## SOURCE EXTRACT
An Ode to British Optimism

Crossing The Pond: The British Brands Who've Conquered America

Burberry

Post the economic crash of 2008, British brands were slow to discount when even premium and luxury American brands were starting to do so. Then along came Amazon. ‘It was a perfect storm,’ says Justin. ‘British brands floundered. It’s one thing to say you have an American presence and plenty of British brands like Brora or Links of London do have lovely New York shops, but it’s the giants, Burberry being the notable one, which have the staying power.’ Dunhill has a firm presence. Topshop is successful in Nordstrom. Jo Malone has thrived under the enormous umbrella of Estée Lauder. Fast fashion brand, Boohoo, was endorsed by Kylie Jenner, which was perfect for its teenage demographic.

## WORKING DATA
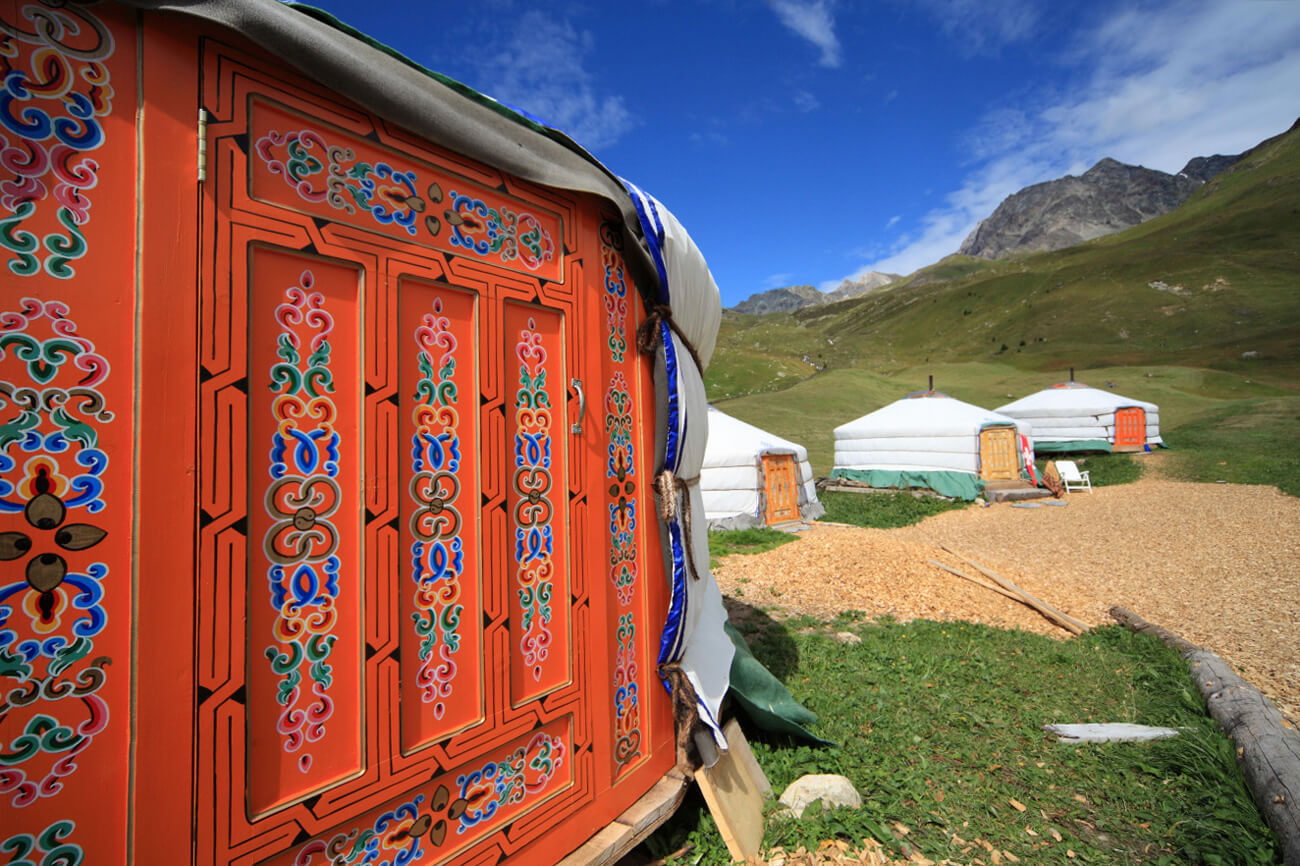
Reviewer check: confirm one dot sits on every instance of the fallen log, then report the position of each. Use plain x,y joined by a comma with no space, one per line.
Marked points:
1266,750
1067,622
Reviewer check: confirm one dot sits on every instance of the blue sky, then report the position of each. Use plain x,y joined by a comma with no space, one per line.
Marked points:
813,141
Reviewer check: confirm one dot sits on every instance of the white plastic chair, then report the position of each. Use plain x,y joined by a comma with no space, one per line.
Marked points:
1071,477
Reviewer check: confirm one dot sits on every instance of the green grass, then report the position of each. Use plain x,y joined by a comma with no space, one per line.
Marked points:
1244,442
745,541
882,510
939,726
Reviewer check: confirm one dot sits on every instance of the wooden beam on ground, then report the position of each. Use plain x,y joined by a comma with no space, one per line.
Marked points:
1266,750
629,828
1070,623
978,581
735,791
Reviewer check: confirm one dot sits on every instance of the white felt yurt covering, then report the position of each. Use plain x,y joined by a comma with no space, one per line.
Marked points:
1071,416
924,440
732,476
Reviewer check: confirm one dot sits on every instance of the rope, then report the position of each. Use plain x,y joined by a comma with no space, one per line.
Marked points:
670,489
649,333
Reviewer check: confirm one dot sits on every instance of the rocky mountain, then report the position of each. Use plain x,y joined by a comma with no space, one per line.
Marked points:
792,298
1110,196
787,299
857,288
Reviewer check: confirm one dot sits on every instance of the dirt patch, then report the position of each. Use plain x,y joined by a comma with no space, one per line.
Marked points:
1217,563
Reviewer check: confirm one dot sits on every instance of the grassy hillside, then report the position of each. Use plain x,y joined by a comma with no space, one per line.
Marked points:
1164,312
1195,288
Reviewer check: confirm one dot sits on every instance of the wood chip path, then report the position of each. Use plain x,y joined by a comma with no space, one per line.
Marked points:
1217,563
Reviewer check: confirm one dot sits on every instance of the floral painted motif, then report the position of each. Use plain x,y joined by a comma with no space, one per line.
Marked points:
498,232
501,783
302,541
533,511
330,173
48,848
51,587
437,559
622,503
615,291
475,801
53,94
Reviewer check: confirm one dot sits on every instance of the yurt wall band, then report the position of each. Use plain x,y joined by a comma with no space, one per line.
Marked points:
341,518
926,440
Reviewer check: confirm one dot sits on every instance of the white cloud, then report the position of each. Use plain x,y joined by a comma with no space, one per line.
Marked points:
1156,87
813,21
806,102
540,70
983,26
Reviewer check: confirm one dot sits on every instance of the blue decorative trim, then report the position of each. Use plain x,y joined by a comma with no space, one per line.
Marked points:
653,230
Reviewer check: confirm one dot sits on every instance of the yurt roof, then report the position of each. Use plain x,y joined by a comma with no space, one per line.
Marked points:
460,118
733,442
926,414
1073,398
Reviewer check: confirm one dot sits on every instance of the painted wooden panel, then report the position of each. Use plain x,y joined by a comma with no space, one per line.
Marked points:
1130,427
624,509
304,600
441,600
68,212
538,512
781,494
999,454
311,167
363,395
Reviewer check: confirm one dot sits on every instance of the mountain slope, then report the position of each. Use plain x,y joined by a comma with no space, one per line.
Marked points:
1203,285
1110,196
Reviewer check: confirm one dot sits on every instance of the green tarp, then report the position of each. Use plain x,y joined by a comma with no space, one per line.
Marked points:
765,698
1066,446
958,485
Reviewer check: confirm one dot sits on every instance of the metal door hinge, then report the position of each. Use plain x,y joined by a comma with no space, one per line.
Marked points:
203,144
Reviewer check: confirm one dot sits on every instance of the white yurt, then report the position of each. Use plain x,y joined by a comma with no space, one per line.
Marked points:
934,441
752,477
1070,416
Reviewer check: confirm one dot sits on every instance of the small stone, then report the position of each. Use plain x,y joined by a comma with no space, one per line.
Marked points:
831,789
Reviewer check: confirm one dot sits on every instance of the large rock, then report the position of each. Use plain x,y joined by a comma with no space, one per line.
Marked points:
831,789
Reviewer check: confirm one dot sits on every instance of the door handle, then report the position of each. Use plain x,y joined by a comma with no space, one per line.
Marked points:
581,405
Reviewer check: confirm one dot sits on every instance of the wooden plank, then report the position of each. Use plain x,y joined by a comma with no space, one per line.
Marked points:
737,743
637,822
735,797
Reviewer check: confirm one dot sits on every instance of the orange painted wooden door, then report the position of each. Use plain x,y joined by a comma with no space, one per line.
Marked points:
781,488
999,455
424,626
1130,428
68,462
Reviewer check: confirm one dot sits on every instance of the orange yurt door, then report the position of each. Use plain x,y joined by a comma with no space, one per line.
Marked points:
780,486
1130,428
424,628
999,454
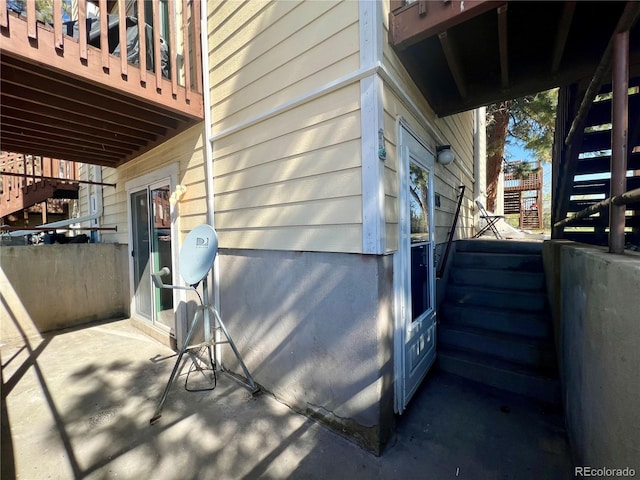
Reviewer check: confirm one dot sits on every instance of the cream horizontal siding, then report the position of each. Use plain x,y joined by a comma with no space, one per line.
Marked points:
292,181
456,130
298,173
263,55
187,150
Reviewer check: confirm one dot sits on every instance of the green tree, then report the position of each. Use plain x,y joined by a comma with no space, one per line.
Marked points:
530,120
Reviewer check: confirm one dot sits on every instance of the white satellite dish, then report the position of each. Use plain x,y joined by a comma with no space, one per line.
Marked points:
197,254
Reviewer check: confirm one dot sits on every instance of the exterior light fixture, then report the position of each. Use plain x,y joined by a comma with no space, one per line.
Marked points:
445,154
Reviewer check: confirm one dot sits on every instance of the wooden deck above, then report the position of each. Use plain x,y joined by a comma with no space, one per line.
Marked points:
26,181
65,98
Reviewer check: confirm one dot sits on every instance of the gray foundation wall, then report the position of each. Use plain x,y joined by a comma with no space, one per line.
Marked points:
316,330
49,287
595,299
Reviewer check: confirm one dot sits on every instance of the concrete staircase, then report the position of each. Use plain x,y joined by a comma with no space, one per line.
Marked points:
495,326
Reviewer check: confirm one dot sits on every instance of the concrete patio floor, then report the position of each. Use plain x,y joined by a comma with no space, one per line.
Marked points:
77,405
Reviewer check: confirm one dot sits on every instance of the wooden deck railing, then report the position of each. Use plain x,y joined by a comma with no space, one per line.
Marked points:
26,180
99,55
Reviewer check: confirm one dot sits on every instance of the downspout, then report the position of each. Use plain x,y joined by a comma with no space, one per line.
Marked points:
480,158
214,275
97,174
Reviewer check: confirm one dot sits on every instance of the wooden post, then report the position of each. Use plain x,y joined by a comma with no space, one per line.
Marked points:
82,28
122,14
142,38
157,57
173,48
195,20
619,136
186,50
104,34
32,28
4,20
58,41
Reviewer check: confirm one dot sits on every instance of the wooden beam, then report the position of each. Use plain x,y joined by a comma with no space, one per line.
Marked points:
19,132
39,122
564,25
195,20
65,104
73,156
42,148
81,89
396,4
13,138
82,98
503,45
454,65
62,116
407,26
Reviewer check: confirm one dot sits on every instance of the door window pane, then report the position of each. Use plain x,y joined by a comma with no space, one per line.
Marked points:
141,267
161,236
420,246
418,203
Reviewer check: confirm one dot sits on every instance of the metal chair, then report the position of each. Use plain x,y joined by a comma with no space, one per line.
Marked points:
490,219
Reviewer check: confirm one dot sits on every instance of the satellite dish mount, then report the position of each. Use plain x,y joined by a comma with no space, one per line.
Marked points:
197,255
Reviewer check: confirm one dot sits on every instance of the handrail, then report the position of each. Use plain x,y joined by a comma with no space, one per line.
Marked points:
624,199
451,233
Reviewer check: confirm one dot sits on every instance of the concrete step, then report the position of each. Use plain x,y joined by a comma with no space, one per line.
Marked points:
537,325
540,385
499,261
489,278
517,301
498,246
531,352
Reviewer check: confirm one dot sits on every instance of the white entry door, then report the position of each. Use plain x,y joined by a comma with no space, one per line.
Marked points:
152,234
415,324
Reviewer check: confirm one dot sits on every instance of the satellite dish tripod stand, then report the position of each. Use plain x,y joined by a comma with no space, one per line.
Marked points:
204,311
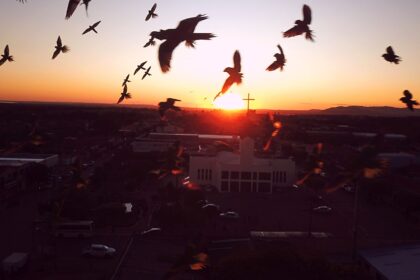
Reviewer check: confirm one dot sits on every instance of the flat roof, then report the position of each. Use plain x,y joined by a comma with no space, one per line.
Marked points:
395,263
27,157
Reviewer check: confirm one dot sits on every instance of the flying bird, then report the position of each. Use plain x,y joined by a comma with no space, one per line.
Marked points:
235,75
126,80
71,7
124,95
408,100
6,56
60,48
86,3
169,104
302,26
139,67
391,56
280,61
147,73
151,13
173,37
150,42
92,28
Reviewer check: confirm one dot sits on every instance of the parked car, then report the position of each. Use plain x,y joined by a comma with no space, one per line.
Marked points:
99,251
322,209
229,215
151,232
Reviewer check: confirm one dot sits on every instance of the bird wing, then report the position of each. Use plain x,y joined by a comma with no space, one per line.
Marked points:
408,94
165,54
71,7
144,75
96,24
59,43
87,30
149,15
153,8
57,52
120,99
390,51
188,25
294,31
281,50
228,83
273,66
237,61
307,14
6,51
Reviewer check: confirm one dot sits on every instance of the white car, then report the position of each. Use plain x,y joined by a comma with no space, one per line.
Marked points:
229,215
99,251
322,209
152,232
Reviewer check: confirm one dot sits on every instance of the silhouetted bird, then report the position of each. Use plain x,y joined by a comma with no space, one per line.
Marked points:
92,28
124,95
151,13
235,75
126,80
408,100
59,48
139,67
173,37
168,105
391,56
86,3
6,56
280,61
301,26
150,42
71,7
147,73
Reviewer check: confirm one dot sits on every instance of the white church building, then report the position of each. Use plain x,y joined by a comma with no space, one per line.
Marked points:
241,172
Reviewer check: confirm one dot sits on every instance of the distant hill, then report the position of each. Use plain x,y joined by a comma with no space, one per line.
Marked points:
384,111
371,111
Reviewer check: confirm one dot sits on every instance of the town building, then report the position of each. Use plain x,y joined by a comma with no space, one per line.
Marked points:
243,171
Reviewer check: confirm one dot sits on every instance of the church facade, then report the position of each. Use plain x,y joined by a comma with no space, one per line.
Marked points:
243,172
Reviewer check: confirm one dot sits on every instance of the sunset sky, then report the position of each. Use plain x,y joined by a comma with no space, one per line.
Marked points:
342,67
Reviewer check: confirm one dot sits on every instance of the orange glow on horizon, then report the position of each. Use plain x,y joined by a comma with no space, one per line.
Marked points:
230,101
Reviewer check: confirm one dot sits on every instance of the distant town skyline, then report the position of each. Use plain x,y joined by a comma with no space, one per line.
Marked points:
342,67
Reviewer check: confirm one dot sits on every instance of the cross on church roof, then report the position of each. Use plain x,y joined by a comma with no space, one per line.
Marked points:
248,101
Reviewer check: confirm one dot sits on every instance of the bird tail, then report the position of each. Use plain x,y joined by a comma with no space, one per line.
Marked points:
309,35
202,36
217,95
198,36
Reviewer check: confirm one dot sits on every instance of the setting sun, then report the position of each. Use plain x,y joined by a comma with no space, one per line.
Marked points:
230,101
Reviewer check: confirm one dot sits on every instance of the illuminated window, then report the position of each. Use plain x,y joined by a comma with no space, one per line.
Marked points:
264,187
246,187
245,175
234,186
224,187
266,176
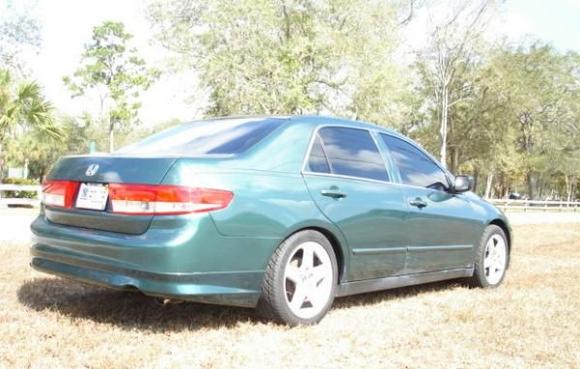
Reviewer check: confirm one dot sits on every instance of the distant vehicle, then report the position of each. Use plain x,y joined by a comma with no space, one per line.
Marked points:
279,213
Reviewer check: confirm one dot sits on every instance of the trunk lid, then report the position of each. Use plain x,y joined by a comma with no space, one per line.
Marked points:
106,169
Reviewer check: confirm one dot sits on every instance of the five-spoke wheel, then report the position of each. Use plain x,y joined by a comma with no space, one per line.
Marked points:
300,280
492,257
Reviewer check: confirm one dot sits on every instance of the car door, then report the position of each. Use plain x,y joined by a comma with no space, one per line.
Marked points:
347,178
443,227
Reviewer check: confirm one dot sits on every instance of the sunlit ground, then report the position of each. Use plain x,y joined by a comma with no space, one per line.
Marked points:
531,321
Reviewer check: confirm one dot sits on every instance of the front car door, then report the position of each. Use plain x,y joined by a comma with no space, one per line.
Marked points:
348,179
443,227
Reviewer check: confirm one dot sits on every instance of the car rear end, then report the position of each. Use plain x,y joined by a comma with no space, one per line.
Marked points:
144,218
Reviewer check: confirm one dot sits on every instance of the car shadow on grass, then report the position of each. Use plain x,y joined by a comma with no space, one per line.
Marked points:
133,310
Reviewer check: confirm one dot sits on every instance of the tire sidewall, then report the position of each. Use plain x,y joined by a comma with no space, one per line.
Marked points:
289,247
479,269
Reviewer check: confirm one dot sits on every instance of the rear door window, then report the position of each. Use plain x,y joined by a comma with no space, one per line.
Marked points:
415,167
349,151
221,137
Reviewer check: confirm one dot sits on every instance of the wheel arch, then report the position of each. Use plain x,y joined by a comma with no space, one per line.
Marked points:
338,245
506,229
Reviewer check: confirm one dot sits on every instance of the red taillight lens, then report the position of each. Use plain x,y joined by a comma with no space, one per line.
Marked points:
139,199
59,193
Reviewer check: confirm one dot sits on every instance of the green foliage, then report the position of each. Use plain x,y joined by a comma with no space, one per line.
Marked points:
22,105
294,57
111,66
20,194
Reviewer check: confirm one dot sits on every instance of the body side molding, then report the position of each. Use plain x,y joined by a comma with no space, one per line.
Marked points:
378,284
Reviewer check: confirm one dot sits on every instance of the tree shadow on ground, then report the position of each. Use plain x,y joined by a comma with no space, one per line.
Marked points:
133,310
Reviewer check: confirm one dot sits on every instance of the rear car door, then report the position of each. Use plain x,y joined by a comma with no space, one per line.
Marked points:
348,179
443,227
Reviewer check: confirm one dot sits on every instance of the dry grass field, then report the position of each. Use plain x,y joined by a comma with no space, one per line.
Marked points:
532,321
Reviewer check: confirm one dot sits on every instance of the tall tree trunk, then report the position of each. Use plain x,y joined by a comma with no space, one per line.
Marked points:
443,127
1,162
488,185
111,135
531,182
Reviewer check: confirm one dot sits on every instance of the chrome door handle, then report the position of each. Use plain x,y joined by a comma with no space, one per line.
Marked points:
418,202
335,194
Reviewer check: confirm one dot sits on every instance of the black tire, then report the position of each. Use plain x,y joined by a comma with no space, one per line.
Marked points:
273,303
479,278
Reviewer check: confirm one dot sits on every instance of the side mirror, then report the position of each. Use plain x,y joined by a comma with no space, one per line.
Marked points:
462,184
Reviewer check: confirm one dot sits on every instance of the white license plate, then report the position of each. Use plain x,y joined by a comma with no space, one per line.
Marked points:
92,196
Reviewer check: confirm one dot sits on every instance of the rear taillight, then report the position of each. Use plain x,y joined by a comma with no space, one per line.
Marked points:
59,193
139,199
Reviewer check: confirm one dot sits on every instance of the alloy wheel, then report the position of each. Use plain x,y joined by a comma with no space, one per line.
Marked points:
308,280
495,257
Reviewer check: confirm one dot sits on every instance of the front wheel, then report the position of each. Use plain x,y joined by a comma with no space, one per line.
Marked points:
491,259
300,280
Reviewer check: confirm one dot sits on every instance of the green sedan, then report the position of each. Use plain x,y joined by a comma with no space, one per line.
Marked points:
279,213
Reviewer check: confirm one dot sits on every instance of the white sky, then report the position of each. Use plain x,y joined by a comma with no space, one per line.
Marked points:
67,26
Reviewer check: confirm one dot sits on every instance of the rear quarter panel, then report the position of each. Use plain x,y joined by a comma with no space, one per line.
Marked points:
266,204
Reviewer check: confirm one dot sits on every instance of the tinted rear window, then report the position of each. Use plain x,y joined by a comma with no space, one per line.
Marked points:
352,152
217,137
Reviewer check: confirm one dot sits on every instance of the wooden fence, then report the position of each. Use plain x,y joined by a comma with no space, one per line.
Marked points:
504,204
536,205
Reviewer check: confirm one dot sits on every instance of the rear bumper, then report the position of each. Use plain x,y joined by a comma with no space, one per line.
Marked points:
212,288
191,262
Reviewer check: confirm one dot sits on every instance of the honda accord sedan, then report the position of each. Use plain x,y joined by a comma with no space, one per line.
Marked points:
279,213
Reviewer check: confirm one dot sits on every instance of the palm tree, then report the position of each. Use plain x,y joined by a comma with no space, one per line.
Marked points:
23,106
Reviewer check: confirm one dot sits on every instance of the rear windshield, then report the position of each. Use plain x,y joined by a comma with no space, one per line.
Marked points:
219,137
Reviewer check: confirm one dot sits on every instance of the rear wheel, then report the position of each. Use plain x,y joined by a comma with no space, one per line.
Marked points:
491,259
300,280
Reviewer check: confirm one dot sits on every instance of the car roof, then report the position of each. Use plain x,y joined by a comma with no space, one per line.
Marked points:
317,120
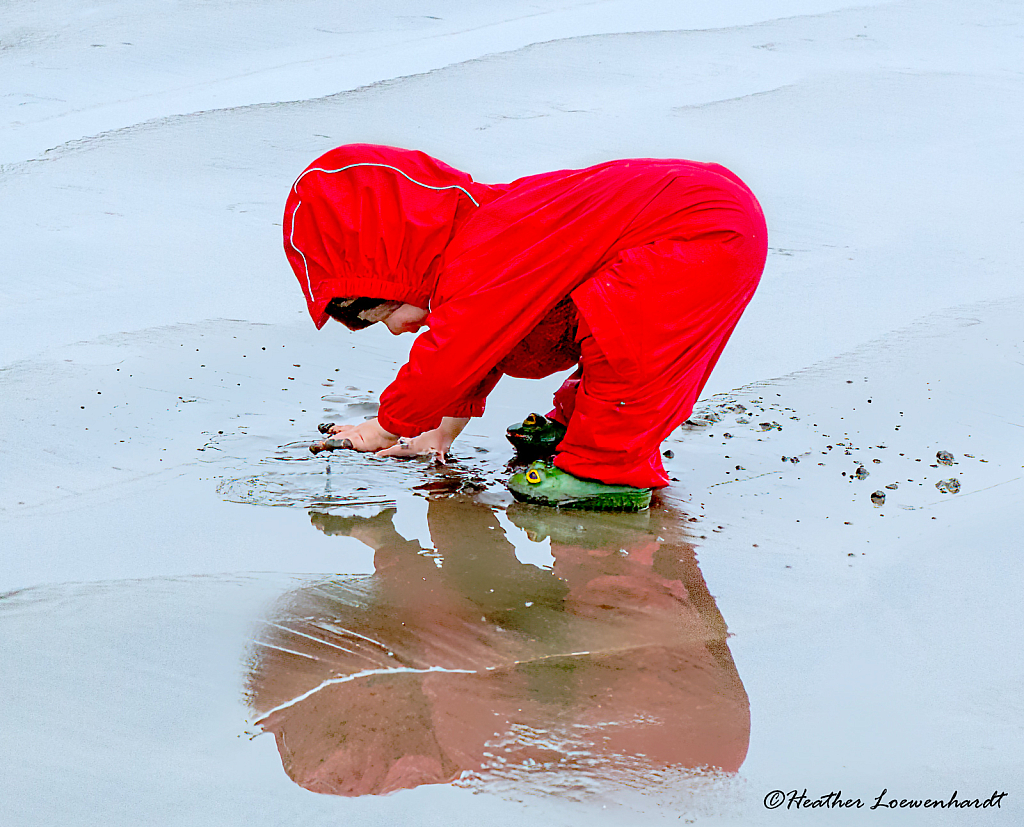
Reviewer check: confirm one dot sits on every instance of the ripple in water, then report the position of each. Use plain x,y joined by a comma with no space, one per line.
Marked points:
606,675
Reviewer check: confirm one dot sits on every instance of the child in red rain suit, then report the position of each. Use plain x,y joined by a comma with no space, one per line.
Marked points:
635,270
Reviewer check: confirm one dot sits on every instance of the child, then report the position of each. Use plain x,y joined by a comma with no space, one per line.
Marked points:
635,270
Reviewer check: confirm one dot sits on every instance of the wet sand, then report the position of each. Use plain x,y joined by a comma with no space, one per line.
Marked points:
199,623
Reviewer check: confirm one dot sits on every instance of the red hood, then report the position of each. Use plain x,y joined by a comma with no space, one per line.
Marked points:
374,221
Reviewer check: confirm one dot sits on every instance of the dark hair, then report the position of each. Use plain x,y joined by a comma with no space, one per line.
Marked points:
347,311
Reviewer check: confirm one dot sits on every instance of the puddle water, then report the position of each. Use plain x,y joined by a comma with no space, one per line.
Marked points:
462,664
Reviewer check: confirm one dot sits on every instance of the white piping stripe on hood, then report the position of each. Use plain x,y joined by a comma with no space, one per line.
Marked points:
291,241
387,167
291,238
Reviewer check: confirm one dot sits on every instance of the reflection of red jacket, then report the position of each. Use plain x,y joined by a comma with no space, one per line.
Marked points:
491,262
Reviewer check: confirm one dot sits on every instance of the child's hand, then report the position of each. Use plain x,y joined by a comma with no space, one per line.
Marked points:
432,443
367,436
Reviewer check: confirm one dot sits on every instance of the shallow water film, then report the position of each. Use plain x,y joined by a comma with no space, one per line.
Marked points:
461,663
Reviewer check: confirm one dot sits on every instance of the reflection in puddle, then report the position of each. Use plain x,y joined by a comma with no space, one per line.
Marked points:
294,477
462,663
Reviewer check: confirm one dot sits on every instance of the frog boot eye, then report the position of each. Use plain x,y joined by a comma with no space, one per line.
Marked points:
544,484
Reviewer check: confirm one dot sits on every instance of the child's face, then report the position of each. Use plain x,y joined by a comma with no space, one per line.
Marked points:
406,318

## EXERCISE TASK A
Reproduce the British brands passage word for word, starting at "Crossing The Pond: The" and stopping after "its teenage demographic.".
## EXERCISE TASK B
Please find each line of the records that contains the string "water" and copy it out. Case counts, so capitalized forms don't match.

## FINAL RESULT A
Crossing The Pond: The British Brands Who've Conquered America

Burberry

Post the economic crash of 2008, British brands were slow to discount when even premium and luxury American brands were starting to do so. Then along came Amazon. ‘It was a perfect storm,’ says Justin. ‘British brands floundered. It’s one thing to say you have an American presence and plenty of British brands like Brora or Links of London do have lovely New York shops, but it’s the giants, Burberry being the notable one, which have the staying power.’ Dunhill has a firm presence. Topshop is successful in Nordstrom. Jo Malone has thrived under the enormous umbrella of Estée Lauder. Fast fashion brand, Boohoo, was endorsed by Kylie Jenner, which was perfect for its teenage demographic.

## FINAL RESULT B
Reviewer check: confirm one dot sits on every instance of the ripple in water, then report the position of each. Use plain x,y joined by a comma with no space, one per line.
Reviewer check: confirm one dot sits on every instance of the puddle water, then report the position of each. Use plain x,y joined by a comma with no space, one per line.
Reviewer check: confirm one dot sits on every instance of the shallow water film, then report the position of each. Use plain x,y joined by a comma with no space, one per line.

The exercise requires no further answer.